:: REQUEST A ::
Reproduce word for word the summary of the film Spiked that appears below.

:: DOCUMENT SECTION ::
Spiked is a 2021 American drama film written and directed by Juan Martinez Vera and starring Aidan Quinn. It is inspired by events in the life of Arizona-based newspaper publisher Joseph Soldwedel, who serves as an executive producer.

Plot 
The story follows John Wilson, a newspaper publisher in a small U.S./Mexico border town who denounces the abuse of power by local law enforcement. Wilson has been at it for years and has made more than a few enemies and stepped on more than a few toes. Following the killing of an immigrant worker, an incident that the police are unwilling to do anything about, the newspaper publisher and his team take on the plight of the family and of the community to find those responsible and bring them to justice. At every turn, his efforts are thwarted by an uncooperative police chief who seems to have her own agenda. Matters escalate when John succumbs to a mysterious illness that threatens his life and his investigation.

:: REQUEST B ::
State only how many lines in the listing below contain the string "church", treating case as significant.

:: EXERCISE MATERIAL ::
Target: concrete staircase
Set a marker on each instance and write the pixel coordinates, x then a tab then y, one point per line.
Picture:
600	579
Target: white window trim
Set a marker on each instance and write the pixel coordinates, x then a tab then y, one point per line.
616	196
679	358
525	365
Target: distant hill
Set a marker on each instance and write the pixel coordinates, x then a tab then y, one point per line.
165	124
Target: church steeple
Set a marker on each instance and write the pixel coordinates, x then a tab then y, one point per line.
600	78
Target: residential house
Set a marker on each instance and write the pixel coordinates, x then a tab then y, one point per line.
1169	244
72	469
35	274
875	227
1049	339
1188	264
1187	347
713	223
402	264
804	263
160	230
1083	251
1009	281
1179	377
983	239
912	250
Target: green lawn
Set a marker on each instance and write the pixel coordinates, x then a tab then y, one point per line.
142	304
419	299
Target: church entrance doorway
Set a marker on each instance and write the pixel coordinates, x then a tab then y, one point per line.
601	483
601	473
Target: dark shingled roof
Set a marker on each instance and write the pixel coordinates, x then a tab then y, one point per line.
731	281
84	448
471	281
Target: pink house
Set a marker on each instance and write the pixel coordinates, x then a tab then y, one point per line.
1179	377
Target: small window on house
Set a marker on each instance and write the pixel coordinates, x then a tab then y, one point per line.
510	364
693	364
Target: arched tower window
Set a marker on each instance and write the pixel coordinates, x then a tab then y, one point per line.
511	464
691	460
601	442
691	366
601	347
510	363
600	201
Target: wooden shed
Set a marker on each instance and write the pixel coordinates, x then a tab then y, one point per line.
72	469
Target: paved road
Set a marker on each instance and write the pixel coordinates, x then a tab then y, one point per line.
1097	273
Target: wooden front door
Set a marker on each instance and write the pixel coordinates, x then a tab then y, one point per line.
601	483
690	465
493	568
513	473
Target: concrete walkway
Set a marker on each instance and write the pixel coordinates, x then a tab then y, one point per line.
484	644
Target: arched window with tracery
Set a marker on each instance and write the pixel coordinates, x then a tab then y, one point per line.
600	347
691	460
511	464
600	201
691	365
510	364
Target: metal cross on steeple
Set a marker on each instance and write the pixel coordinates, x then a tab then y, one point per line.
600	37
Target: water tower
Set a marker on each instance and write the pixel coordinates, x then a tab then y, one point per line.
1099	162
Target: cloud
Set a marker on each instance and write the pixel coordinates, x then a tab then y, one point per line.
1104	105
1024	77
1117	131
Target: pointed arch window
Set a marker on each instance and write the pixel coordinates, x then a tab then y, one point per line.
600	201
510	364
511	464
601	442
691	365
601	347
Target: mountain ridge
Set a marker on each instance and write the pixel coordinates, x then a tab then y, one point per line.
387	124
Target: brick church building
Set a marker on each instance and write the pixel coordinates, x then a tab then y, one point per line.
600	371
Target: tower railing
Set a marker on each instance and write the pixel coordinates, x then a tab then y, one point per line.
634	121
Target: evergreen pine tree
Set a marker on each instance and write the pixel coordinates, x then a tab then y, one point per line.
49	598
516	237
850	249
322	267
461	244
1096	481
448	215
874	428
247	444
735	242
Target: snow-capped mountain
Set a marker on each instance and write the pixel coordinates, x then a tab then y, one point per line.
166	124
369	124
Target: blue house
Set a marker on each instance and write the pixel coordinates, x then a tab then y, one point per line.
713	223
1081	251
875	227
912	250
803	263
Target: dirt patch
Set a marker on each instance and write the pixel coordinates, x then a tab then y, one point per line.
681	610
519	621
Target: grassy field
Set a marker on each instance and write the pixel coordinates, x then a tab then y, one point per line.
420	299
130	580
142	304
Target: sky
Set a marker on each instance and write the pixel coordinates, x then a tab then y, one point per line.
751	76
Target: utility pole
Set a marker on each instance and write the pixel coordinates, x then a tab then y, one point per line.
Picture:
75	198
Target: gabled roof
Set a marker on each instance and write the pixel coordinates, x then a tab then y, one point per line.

:: ANSWER A ::
Spiked is a 2021 American drama film written and directed by Juan Martinez Vera and starring Aidan Quinn. It is inspired by events in the life of Arizona-based newspaper publisher Joseph Soldwedel, who serves as an executive producer.

Plot 
The story follows John Wilson, a newspaper publisher in a small U.S./Mexico border town who denounces the abuse of power by local law enforcement. Wilson has been at it for years and has made more than a few enemies and stepped on more than a few toes. Following the killing of an immigrant worker, an incident that the police are unwilling to do anything about, the newspaper publisher and his team take on the plight of the family and of the community to find those responsible and bring them to justice. At every turn, his efforts are thwarted by an uncooperative police chief who seems to have her own agenda. Matters escalate when John succumbs to a mysterious illness that threatens his life and his investigation.

:: ANSWER B ::
3